### Extracted data entries
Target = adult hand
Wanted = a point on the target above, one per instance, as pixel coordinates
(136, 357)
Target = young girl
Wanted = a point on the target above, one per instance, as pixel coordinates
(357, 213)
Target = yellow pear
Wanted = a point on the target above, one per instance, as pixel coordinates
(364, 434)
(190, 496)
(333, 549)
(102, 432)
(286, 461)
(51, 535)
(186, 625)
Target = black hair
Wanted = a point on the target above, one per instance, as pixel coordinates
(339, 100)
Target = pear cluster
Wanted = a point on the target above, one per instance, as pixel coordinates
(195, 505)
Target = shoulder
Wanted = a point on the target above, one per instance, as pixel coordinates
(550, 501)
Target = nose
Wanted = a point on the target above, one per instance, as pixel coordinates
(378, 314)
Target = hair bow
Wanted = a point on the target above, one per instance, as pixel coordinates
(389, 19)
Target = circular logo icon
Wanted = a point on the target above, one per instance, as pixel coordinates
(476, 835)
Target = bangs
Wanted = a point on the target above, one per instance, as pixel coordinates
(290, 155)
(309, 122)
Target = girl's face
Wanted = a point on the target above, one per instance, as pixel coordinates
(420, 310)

### EXERCISE BRIEF
Present the lines above as a Markdown table with two columns, "Row" for the row number and "Line" for the line itself, leaving out any blank lines.

### TASK ANSWER
| Row | Line |
|---|---|
| 1 | Target = adult hand |
| 2 | Wanted = a point on the target above, one per instance, as pixel coordinates |
| 3 | (136, 357) |
| 4 | Target = young girl |
| 5 | Wanted = a point on the target above, one per instance, as pixel coordinates |
| 6 | (357, 213) |
| 7 | Target = yellow pear |
| 8 | Wanted = a point on the target above, one per instance, as pixel coordinates |
| 9 | (364, 434) |
| 10 | (190, 496) |
| 11 | (333, 549) |
| 12 | (102, 432) |
| 13 | (286, 461) |
| 14 | (51, 535) |
| 15 | (186, 625) |
| 16 | Target = black hair |
| 17 | Wanted = a point on the target above, one per instance, as pixel coordinates |
| 18 | (339, 100) |
| 19 | Target = pear cluster |
| 20 | Wanted = a point on the target above, one per instance, as pixel coordinates |
| 21 | (195, 505) |
| 22 | Target = shoulder |
| 23 | Wanted = a point on the target above, one per instance, as pixel coordinates |
| 24 | (550, 501) |
| 25 | Target = nose |
| 26 | Wanted = a point on the target above, one per instance, as pixel coordinates |
| 27 | (378, 314) |
| 28 | Target = hair bow |
| 29 | Wanted = a point on the target above, one per instance, as pixel coordinates |
| 30 | (389, 19) |
| 31 | Target = circular logo icon |
| 32 | Wanted = a point on the target above, one per instance, as pixel coordinates |
| 33 | (476, 835) |
| 34 | Target = bangs |
| 35 | Wanted = a point on the target above, one per instance, as pixel coordinates |
| 36 | (290, 155) |
| 37 | (309, 122) |
| 38 | Target = girl's face |
| 39 | Wanted = a point on the target above, one per instance, as pixel coordinates |
| 40 | (420, 310) |